▶ TASKS TO CARRY OUT:
- A) Please condense the paragraph of the genealogy notes that begins "Earl McGill is a physician" into a short bulleted list that keeps its main facts.
- B) Quote the genealogy notes word for word, starting at "Ida V. McGill" and ending at "be another Earl..".

▶ SOURCE PASSAGE:

Earl McGill is a physician in Phillips County Kansas in 1920, wife Almira -she's 36 and they have a 3-year-old son.  They're in Kansas City in 1930, living on Warwick Blvd.  Might be the same one.  Son is named Nathan (Almire Dyer in Kansas in 1900 has a father Nathan Dyer....)

One Ancestry tree has Earl dying May 3, 1954 in Mesa Arizona, and Almira dying in Long Beach, California February 15, 1968.

Ida V. McGill is still in Wray in 1920 - divorced, with two children - Ethel and Earl.  In 1930 she's in Long Beach, California, living with her parents.  The California Death Index has a record of Ida born in Missouri May 31, 1878 and dying in Orange County October 13, 1961.Ethelynn married Joe Speicher of Wray.  Earl Duane McGill is recorded in the California Death Index as born November 12, 1903 and dying in San Diego November 8, 1992.  He had married Elaine Marie Sterling in Las Vegas in 1959 and Marilyn Loper in Santa Barbara in 1962.  In 1968 Ernestin Devore divorced Earl D. McGill in Los Angeles, but no ages are given, so this might be another Earl..

▶ INFORMATION PROVIDED:
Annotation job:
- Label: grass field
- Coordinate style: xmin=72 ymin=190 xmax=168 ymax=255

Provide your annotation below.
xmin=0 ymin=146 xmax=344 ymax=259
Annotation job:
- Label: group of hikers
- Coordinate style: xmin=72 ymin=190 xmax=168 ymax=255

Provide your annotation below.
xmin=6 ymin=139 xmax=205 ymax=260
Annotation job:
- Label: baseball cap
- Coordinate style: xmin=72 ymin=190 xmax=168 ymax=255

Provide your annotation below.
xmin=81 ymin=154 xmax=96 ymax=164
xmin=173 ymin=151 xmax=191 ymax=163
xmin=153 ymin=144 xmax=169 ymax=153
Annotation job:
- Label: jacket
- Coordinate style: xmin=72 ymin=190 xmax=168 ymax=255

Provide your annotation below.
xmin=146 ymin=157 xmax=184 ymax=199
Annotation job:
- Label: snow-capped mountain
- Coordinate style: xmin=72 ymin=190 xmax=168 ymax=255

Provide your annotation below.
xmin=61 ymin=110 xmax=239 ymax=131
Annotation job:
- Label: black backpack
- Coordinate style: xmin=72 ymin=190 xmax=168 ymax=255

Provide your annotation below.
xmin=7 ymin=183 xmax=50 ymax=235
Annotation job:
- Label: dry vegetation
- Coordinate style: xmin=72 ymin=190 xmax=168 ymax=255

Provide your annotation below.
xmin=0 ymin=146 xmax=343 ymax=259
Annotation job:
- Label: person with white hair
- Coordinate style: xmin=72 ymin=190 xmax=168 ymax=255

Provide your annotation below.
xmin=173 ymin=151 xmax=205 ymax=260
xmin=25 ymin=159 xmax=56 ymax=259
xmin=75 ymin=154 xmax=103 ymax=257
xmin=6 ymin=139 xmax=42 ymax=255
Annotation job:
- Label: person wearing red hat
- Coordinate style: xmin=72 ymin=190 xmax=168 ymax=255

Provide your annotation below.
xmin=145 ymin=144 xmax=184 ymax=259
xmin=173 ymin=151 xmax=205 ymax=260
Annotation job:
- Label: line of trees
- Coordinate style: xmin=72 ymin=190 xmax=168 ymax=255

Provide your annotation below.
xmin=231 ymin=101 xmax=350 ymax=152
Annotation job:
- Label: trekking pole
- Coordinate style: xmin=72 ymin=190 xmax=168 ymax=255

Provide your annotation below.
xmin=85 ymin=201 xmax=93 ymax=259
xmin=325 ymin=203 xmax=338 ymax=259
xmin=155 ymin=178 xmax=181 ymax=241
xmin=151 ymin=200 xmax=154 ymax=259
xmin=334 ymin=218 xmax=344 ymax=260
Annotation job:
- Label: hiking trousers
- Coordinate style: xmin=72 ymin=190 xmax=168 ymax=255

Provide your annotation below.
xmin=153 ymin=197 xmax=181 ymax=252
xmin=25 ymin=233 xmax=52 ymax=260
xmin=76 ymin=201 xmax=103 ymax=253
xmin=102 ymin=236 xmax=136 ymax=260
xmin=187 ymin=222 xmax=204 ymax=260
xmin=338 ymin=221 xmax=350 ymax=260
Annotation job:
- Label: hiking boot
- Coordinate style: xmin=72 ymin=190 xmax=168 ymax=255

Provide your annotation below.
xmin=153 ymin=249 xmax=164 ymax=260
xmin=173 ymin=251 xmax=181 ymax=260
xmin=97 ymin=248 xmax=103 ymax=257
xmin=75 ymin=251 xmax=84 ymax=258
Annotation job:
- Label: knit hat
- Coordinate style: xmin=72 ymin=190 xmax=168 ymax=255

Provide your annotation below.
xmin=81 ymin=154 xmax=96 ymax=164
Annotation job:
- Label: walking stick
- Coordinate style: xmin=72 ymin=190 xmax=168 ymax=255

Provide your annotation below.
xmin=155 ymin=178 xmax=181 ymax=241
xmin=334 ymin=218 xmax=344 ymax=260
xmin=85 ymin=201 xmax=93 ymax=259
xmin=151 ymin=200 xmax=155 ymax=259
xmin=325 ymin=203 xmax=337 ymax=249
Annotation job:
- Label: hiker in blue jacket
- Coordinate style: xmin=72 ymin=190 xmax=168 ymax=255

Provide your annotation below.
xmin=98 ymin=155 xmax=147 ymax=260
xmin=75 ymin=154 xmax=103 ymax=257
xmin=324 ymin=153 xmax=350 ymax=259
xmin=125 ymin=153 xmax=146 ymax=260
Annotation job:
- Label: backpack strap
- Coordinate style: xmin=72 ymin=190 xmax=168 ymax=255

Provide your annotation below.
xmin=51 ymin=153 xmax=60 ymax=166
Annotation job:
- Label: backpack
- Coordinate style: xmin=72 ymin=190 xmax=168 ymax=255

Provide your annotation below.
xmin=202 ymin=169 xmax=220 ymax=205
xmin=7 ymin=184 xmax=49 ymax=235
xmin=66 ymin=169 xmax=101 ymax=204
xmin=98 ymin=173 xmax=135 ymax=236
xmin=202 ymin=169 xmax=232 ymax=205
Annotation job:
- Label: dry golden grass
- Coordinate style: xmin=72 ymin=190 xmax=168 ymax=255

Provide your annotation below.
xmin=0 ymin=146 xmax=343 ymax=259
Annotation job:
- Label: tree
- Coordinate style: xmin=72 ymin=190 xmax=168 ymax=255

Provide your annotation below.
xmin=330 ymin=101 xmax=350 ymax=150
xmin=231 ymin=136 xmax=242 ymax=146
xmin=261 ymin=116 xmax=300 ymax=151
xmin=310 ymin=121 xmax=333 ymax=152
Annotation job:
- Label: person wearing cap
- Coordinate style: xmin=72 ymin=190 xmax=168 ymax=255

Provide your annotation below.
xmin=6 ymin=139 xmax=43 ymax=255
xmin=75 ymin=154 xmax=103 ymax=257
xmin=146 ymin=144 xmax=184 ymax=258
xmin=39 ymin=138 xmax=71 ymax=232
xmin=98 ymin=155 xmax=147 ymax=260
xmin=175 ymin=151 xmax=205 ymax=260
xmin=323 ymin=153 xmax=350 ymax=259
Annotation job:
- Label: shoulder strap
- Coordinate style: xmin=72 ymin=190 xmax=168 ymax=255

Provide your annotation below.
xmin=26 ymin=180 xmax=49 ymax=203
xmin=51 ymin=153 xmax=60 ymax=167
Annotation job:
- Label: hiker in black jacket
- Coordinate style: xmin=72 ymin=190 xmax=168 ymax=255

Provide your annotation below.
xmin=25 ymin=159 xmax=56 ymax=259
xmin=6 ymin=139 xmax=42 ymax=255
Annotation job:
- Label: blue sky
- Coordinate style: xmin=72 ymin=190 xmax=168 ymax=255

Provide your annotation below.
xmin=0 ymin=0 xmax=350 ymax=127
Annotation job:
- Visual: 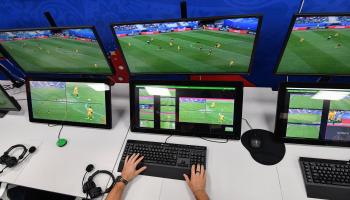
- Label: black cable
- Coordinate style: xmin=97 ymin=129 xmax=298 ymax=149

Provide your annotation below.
xmin=164 ymin=134 xmax=174 ymax=144
xmin=199 ymin=137 xmax=228 ymax=143
xmin=0 ymin=166 xmax=7 ymax=174
xmin=57 ymin=124 xmax=63 ymax=139
xmin=81 ymin=171 xmax=88 ymax=188
xmin=242 ymin=118 xmax=253 ymax=129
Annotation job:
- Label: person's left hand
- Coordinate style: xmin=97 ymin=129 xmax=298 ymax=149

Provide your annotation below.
xmin=122 ymin=153 xmax=147 ymax=182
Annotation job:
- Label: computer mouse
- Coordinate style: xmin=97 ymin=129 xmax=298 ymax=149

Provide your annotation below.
xmin=250 ymin=134 xmax=262 ymax=149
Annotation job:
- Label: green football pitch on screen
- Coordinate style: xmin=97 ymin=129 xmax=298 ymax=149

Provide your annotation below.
xmin=0 ymin=29 xmax=112 ymax=74
xmin=30 ymin=81 xmax=106 ymax=124
xmin=0 ymin=89 xmax=16 ymax=110
xmin=179 ymin=97 xmax=234 ymax=125
xmin=277 ymin=17 xmax=350 ymax=75
xmin=119 ymin=30 xmax=255 ymax=73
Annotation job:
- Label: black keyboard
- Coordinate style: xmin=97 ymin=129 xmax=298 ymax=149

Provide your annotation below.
xmin=299 ymin=157 xmax=350 ymax=200
xmin=118 ymin=140 xmax=207 ymax=180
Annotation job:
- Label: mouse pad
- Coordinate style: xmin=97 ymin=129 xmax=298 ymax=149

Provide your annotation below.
xmin=241 ymin=129 xmax=286 ymax=165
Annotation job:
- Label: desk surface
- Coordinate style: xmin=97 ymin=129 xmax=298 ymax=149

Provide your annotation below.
xmin=0 ymin=84 xmax=350 ymax=200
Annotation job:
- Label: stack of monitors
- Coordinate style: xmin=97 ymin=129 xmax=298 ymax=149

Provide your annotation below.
xmin=0 ymin=27 xmax=113 ymax=76
xmin=26 ymin=78 xmax=111 ymax=128
xmin=112 ymin=16 xmax=262 ymax=74
xmin=275 ymin=83 xmax=350 ymax=146
xmin=0 ymin=27 xmax=114 ymax=128
xmin=0 ymin=86 xmax=21 ymax=117
xmin=130 ymin=81 xmax=243 ymax=139
xmin=275 ymin=13 xmax=350 ymax=76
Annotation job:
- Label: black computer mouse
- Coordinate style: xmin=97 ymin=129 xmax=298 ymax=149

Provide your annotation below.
xmin=249 ymin=134 xmax=262 ymax=149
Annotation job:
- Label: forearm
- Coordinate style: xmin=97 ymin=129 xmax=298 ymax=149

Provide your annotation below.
xmin=106 ymin=182 xmax=125 ymax=200
xmin=194 ymin=191 xmax=209 ymax=200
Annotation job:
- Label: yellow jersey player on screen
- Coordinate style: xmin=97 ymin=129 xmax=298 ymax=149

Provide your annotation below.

▶ YOUR WRITTEN ANSWERS:
- A)
- 1920: Earl McGill is a physician in Phillips County, Kansas, with wife Almira (36) and a 3-year-old son.
- 1930: the family lives on Warwick Blvd. in Kansas City, possibly the same Earl.
- The son is named Nathan; an Almire Dyer in Kansas in 1900 had a father named Nathan Dyer.

- B)
Ida V. McGill is still in Wray in 1920 - divorced, with two children - Ethel and Earl.  In 1930 she's in Long Beach, California, living with her parents.  The California Death Index has a record of Ida born in Missouri May 31, 1878 and dying in Orange County October 13, 1961.Ethelynn married Joe Speicher of Wray.  Earl Duane McGill is recorded in the California Death Index as born November 12, 1903 and dying in San Diego November 8, 1992.  He had married Elaine Marie Sterling in Las Vegas in 1959 and Marilyn Loper in Santa Barbara in 1962.  In 1968 Ernestin Devore divorced Earl D. McGill in Los Angeles, but no ages are given, so this might be another Earl..